__Task description__. Quote the full listing word for word.

__Material to process__.
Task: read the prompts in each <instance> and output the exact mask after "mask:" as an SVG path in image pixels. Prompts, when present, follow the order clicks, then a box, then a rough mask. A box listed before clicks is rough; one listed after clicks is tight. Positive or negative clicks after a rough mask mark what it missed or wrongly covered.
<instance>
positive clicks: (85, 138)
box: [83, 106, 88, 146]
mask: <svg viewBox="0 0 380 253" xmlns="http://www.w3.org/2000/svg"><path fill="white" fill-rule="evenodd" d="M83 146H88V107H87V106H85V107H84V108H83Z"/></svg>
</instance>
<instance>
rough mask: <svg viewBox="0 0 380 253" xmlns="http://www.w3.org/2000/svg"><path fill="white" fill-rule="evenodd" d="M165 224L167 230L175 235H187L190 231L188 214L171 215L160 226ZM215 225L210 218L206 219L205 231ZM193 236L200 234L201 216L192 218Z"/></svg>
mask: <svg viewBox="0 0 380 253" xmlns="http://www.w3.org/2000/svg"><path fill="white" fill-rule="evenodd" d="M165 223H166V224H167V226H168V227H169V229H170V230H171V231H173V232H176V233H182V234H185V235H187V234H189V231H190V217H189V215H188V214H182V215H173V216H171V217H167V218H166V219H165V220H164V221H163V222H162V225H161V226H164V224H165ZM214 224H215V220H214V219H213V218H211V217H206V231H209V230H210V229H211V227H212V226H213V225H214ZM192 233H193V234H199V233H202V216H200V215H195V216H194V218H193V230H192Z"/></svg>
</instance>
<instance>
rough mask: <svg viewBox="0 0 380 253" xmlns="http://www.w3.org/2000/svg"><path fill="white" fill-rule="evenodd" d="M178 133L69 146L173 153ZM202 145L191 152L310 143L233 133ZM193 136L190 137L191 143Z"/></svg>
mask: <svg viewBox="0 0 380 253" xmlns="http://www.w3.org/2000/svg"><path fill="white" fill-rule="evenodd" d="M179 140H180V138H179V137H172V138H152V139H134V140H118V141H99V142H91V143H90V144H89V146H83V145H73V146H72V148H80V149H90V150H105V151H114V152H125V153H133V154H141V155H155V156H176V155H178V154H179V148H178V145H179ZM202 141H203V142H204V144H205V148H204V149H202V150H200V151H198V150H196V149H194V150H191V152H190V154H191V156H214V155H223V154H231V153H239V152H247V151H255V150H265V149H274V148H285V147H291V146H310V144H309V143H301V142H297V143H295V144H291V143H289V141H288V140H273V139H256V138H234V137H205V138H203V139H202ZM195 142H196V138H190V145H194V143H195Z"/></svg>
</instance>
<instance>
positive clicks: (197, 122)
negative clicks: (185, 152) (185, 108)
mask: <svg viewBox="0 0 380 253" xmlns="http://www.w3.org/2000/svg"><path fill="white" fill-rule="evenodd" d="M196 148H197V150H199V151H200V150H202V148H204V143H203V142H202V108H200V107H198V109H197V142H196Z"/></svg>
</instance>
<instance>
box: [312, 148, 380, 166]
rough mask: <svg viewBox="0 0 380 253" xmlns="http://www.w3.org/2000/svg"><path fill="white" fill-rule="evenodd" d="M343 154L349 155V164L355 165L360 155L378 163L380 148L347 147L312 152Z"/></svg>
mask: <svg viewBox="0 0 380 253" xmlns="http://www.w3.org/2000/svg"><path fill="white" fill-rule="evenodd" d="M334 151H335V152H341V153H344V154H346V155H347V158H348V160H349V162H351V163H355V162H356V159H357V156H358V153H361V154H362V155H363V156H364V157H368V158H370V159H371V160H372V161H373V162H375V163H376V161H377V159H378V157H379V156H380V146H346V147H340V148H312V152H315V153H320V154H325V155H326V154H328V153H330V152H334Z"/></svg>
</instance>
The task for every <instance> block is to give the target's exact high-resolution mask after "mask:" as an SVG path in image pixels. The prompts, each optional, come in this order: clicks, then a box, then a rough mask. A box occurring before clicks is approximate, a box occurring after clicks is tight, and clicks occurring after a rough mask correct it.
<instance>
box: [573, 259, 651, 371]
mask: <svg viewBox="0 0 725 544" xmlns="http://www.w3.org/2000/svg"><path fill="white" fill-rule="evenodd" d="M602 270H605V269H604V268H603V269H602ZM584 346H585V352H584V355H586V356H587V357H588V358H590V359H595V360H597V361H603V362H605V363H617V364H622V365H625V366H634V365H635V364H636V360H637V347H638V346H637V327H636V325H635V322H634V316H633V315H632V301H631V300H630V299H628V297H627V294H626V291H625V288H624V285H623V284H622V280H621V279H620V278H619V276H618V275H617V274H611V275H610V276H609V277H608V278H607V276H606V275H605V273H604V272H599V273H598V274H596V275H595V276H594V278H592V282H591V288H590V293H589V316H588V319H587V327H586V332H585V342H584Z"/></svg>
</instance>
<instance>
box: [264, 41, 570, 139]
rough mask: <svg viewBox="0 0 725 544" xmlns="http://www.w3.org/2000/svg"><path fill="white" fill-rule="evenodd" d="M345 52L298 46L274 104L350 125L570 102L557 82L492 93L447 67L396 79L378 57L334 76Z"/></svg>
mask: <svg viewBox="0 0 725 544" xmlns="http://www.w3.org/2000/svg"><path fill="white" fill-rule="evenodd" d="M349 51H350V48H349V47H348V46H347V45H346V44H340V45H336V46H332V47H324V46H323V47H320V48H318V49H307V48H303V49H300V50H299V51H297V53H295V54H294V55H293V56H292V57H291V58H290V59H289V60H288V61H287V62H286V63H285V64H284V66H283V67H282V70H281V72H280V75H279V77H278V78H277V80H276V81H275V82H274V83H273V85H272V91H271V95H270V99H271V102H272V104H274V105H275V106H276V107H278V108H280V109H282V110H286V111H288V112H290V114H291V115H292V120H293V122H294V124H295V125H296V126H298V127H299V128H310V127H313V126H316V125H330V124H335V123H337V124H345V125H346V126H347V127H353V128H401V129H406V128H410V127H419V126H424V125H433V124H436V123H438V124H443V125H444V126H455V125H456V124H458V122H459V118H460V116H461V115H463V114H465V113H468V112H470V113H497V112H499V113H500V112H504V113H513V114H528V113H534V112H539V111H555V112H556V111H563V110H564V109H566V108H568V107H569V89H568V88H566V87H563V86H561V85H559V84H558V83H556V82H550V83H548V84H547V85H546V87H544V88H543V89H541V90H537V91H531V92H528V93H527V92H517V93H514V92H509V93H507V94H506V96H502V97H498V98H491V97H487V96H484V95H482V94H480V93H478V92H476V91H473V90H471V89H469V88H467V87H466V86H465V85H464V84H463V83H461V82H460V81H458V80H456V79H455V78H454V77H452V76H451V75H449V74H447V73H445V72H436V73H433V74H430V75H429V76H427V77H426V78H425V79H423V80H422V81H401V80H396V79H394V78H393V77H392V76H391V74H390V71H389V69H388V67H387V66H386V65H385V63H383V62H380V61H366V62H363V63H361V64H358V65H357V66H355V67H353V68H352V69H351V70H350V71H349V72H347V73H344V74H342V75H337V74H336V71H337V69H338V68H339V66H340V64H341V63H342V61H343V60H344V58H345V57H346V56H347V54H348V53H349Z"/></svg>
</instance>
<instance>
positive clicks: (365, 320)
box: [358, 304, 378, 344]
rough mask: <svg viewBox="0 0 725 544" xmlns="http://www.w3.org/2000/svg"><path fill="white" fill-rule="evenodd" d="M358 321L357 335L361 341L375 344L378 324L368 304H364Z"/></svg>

__Answer to the exercise__.
Task: read the prompts in each <instance> and output the exact mask after "mask:" as an SVG path in image pixels. Prompts, when present, follow the order clicks, then a box, then a rough mask. A box listed before clicks is rough; one listed after clicks is tight. Positive or negative clicks after a rough mask mark what it missed or wrongly covered.
<instance>
positive clicks: (85, 138)
box: [83, 106, 88, 146]
mask: <svg viewBox="0 0 380 253" xmlns="http://www.w3.org/2000/svg"><path fill="white" fill-rule="evenodd" d="M83 146H88V107H87V106H85V107H84V108H83Z"/></svg>
</instance>
<instance>
rough mask: <svg viewBox="0 0 380 253" xmlns="http://www.w3.org/2000/svg"><path fill="white" fill-rule="evenodd" d="M165 224L167 230L175 235H187L190 231L188 214L171 215L160 226ZM215 225L210 218L206 219L205 231ZM193 236L200 234L201 216L192 218Z"/></svg>
mask: <svg viewBox="0 0 380 253" xmlns="http://www.w3.org/2000/svg"><path fill="white" fill-rule="evenodd" d="M165 223H166V224H167V226H168V227H169V229H170V230H171V231H173V232H176V233H182V234H185V235H187V234H189V231H190V217H189V215H188V214H182V215H173V216H171V217H167V218H166V219H165V220H164V221H163V222H162V225H161V226H164V224H165ZM214 224H215V220H214V219H213V218H211V217H206V231H209V230H210V229H211V227H212V226H213V225H214ZM192 233H193V234H199V233H202V216H200V215H195V216H194V218H193V230H192Z"/></svg>
</instance>
<instance>
rough mask: <svg viewBox="0 0 380 253" xmlns="http://www.w3.org/2000/svg"><path fill="white" fill-rule="evenodd" d="M178 133L69 146L173 153ZM202 145L191 152L310 143L233 133ZM193 136L190 137L191 143Z"/></svg>
mask: <svg viewBox="0 0 380 253" xmlns="http://www.w3.org/2000/svg"><path fill="white" fill-rule="evenodd" d="M179 140H180V138H179V137H172V138H152V139H134V140H118V141H99V142H91V143H90V144H89V146H83V145H73V146H72V148H80V149H90V150H105V151H114V152H125V153H133V154H141V155H155V156H176V155H178V154H179V148H178V145H179ZM202 141H203V142H204V144H205V148H204V149H202V150H200V151H198V150H196V149H194V150H191V152H190V154H191V156H214V155H223V154H231V153H239V152H247V151H255V150H265V149H274V148H285V147H291V146H310V144H309V143H301V142H297V143H295V144H291V143H289V141H288V140H273V139H256V138H234V137H205V138H203V139H202ZM195 142H196V138H190V145H194V143H195Z"/></svg>
</instance>
<instance>
positive clicks: (197, 122)
negative clicks: (185, 152) (185, 108)
mask: <svg viewBox="0 0 380 253" xmlns="http://www.w3.org/2000/svg"><path fill="white" fill-rule="evenodd" d="M196 148H197V150H199V151H200V150H202V148H204V143H203V142H202V108H200V107H198V109H197V142H196Z"/></svg>
</instance>
<instance>
box: [312, 148, 380, 166]
rough mask: <svg viewBox="0 0 380 253" xmlns="http://www.w3.org/2000/svg"><path fill="white" fill-rule="evenodd" d="M343 154L349 155V164L355 165L360 155L378 163L380 148L347 147L312 152Z"/></svg>
mask: <svg viewBox="0 0 380 253" xmlns="http://www.w3.org/2000/svg"><path fill="white" fill-rule="evenodd" d="M334 151H335V152H341V153H344V154H346V155H347V158H348V160H349V162H351V163H355V162H356V159H357V156H358V153H361V154H362V155H363V156H364V157H368V158H370V159H371V160H372V161H373V162H375V163H376V161H377V159H378V157H379V156H380V146H346V147H340V148H312V152H315V153H320V154H325V155H326V154H328V153H330V152H334Z"/></svg>
</instance>
The task for every <instance> block is to give the target's exact high-resolution mask after "mask:" as an SVG path in image pixels. The prompts, each optional, come in this order: clicks, then a box, then a rough mask. A box occurring before clicks is approximate, a box occurring after clicks is tight, and clicks occurring after a rough mask correct it.
<instance>
box: [573, 259, 651, 371]
mask: <svg viewBox="0 0 725 544" xmlns="http://www.w3.org/2000/svg"><path fill="white" fill-rule="evenodd" d="M602 270H605V269H604V268H603V269H602ZM584 346H585V352H584V355H586V356H587V357H588V358H590V359H595V360H597V361H603V362H605V363H617V364H622V365H625V366H634V365H635V364H636V360H637V347H638V346H637V327H636V325H635V322H634V316H633V315H632V301H631V300H630V299H628V297H627V294H626V291H625V288H624V285H623V284H622V280H621V279H620V278H619V276H618V275H617V274H611V275H610V276H609V277H608V278H607V276H606V275H605V273H604V272H599V273H598V274H596V275H595V276H594V278H592V282H591V288H590V293H589V316H588V319H587V327H586V332H585V342H584Z"/></svg>
</instance>
<instance>
box: [264, 41, 570, 139]
rough mask: <svg viewBox="0 0 725 544" xmlns="http://www.w3.org/2000/svg"><path fill="white" fill-rule="evenodd" d="M345 52L298 46L274 104L350 125L570 102L557 82L492 93L447 67L396 79L378 57L334 76Z"/></svg>
mask: <svg viewBox="0 0 725 544" xmlns="http://www.w3.org/2000/svg"><path fill="white" fill-rule="evenodd" d="M349 51H350V48H349V47H348V46H347V45H346V44H340V45H336V46H332V47H324V46H323V47H320V48H318V49H307V48H303V49H300V50H299V51H297V53H295V54H294V55H293V56H292V57H291V58H290V59H289V60H288V61H287V62H286V63H285V64H284V66H283V67H282V70H281V72H280V75H279V77H278V78H277V80H276V81H275V82H274V83H273V85H272V91H271V95H270V99H271V102H272V104H274V105H275V106H276V107H278V108H280V109H282V110H286V111H288V112H290V114H291V115H292V120H293V122H294V124H295V125H296V126H298V127H299V128H310V127H313V126H316V125H330V124H335V123H337V124H345V125H346V126H347V127H353V128H401V129H406V128H410V127H419V126H424V125H433V124H436V123H438V124H443V125H444V126H455V125H456V124H458V122H459V118H460V116H461V115H463V114H465V113H468V112H470V113H497V112H499V113H500V112H504V113H513V114H528V113H534V112H539V111H555V112H556V111H563V110H564V109H566V108H568V107H569V89H568V88H566V87H563V86H561V85H559V84H558V83H556V82H550V83H548V84H547V85H546V87H544V88H543V89H541V90H537V91H531V92H528V93H527V92H517V93H514V92H509V93H507V94H506V96H502V97H498V98H491V97H487V96H484V95H482V94H480V93H478V92H476V91H473V90H471V89H469V88H467V87H466V86H465V85H464V84H463V83H461V82H460V81H458V80H456V79H455V78H454V77H452V76H451V75H449V74H447V73H445V72H436V73H433V74H430V75H429V76H427V77H426V78H425V79H423V80H422V81H401V80H396V79H394V78H393V77H392V76H391V74H390V71H389V69H388V67H387V66H386V65H385V63H383V62H380V61H366V62H363V63H361V64H358V65H357V66H355V67H353V68H352V69H351V70H350V71H349V72H347V73H344V74H342V75H337V74H336V71H337V69H338V68H339V66H340V64H341V63H342V61H343V60H344V58H345V57H346V56H347V54H348V53H349Z"/></svg>
</instance>
<instance>
positive clicks: (365, 320)
box: [358, 304, 378, 344]
rough mask: <svg viewBox="0 0 725 544" xmlns="http://www.w3.org/2000/svg"><path fill="white" fill-rule="evenodd" d="M358 321L357 335L361 341L375 344L378 324L368 304H364Z"/></svg>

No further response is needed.